* **EXERCISE DETAILS**: Reproduce word for word the part of the records that runs from their first line through the line containing "Target: <item>church entrance</item>", including both ends.

(Segmentation records)
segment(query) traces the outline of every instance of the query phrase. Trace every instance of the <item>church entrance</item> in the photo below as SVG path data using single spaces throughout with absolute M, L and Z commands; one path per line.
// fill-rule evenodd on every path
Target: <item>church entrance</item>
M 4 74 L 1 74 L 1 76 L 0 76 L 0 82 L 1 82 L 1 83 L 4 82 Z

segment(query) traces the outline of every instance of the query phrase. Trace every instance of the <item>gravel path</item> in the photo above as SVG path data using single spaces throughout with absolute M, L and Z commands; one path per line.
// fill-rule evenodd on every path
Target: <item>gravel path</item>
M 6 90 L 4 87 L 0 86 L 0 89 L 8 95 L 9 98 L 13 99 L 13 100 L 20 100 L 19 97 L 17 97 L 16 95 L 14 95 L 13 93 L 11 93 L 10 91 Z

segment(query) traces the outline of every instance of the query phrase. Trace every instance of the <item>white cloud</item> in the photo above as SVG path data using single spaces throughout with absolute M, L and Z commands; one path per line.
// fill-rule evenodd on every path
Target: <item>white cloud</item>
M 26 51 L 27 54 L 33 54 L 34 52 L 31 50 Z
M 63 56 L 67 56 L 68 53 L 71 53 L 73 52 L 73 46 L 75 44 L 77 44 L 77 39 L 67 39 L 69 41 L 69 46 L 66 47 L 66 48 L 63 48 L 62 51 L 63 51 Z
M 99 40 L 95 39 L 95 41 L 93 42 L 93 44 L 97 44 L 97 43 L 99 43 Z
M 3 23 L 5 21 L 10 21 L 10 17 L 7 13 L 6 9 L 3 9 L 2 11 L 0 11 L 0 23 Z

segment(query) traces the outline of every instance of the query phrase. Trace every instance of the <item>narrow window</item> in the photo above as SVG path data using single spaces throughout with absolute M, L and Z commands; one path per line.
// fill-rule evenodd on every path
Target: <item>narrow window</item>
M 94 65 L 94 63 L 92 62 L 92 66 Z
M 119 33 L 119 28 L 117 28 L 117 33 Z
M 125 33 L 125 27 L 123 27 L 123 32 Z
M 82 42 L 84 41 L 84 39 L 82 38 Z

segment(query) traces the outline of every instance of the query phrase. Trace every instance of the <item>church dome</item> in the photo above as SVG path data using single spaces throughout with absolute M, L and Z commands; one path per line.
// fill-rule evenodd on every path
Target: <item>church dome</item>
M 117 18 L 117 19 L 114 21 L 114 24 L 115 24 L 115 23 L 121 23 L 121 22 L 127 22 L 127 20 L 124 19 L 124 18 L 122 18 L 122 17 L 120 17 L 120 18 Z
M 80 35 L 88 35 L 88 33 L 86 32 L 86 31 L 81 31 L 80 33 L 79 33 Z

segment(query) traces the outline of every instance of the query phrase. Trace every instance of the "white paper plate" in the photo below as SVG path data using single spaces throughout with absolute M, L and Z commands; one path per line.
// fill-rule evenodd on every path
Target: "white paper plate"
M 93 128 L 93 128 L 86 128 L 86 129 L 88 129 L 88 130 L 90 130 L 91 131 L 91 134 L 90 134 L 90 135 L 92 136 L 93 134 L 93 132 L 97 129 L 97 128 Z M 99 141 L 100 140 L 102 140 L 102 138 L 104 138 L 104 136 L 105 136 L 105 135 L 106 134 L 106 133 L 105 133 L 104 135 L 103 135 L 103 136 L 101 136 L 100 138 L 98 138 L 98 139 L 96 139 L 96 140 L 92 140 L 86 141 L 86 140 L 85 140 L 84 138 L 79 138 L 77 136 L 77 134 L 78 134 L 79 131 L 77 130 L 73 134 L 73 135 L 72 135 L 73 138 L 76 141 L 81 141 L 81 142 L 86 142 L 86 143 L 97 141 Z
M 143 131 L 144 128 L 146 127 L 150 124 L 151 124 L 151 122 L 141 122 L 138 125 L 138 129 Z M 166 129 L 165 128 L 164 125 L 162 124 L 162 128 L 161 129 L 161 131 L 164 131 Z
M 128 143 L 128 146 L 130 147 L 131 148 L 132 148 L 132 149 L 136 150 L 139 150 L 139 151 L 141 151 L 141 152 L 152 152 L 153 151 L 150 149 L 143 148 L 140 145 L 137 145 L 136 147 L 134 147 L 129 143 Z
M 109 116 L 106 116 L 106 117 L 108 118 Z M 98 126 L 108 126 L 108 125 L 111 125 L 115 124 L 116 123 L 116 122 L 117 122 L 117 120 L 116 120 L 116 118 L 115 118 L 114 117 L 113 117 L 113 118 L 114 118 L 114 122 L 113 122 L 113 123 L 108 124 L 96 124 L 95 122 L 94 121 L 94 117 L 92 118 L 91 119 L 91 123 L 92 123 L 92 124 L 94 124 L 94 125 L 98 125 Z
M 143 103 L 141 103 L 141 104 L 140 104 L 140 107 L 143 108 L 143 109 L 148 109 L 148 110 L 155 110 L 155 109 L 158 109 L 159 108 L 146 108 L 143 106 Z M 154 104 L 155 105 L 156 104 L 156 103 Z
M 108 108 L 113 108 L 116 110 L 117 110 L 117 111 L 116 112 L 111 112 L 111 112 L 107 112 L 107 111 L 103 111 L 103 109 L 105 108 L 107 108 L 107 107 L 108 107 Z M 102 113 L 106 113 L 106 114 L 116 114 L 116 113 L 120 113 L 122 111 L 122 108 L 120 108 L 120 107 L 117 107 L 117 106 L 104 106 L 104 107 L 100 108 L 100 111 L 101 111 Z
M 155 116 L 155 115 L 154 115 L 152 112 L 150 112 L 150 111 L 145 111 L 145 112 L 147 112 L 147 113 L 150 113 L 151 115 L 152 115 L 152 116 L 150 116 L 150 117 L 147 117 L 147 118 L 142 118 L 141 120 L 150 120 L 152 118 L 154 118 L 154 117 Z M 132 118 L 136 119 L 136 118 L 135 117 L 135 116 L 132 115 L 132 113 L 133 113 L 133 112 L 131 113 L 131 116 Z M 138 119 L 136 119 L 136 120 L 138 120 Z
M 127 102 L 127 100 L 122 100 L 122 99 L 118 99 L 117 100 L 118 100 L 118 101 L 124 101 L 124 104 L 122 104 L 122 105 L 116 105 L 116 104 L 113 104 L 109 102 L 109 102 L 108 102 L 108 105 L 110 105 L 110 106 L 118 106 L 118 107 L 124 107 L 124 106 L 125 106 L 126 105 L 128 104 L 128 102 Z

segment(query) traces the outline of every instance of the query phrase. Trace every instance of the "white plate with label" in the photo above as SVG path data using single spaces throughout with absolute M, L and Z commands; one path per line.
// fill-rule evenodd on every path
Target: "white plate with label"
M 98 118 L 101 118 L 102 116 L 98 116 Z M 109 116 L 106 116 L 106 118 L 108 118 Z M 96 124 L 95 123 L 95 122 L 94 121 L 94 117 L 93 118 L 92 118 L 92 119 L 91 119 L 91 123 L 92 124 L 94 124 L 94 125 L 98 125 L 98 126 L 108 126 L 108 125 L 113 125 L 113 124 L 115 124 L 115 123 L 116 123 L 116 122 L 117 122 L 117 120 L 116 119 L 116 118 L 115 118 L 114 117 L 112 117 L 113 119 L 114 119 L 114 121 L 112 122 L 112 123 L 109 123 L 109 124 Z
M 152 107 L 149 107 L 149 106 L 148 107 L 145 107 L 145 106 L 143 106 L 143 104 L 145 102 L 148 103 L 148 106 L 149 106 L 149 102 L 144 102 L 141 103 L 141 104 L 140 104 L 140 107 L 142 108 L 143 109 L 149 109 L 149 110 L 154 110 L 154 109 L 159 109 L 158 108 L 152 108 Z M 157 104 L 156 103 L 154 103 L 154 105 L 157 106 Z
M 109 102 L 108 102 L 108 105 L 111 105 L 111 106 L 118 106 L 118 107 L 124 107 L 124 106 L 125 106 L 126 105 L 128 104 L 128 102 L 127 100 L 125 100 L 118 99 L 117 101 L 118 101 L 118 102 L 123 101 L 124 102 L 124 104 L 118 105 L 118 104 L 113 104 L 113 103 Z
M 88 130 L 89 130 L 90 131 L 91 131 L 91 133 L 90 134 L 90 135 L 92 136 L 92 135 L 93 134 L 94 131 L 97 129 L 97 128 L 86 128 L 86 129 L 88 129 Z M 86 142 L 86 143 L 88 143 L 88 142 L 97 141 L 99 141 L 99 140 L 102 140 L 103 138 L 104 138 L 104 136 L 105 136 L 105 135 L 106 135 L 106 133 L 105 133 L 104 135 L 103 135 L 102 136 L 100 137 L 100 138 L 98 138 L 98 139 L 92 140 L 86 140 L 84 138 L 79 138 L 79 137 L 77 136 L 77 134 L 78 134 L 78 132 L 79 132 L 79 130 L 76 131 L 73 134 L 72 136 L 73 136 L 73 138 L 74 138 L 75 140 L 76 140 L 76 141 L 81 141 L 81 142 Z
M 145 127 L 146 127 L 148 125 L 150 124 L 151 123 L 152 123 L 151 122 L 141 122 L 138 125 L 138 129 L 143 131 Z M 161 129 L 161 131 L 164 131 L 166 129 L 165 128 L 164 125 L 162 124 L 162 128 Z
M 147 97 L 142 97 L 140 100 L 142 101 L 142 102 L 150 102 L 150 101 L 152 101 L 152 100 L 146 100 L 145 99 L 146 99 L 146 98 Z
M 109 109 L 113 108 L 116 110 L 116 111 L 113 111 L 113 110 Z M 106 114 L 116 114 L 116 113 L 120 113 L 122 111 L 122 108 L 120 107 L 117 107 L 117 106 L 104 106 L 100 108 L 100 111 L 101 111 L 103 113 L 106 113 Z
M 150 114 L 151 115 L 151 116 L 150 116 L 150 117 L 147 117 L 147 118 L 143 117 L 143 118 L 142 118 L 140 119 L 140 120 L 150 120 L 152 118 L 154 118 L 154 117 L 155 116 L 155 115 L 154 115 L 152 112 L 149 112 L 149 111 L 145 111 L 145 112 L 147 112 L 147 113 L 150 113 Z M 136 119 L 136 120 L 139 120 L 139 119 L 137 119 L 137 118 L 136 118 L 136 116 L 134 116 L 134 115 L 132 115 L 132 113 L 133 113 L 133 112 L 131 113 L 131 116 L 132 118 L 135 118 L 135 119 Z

* **ANSWER IN FULL**:
segment(query) traces the outline of every instance of the query phrase. Trace every instance of the <item>church entrance</item> in the photo below as SVG path data using single spaces throughout with absolute M, L and Z commands; one path per line.
// fill-rule evenodd on every path
Target: <item>church entrance</item>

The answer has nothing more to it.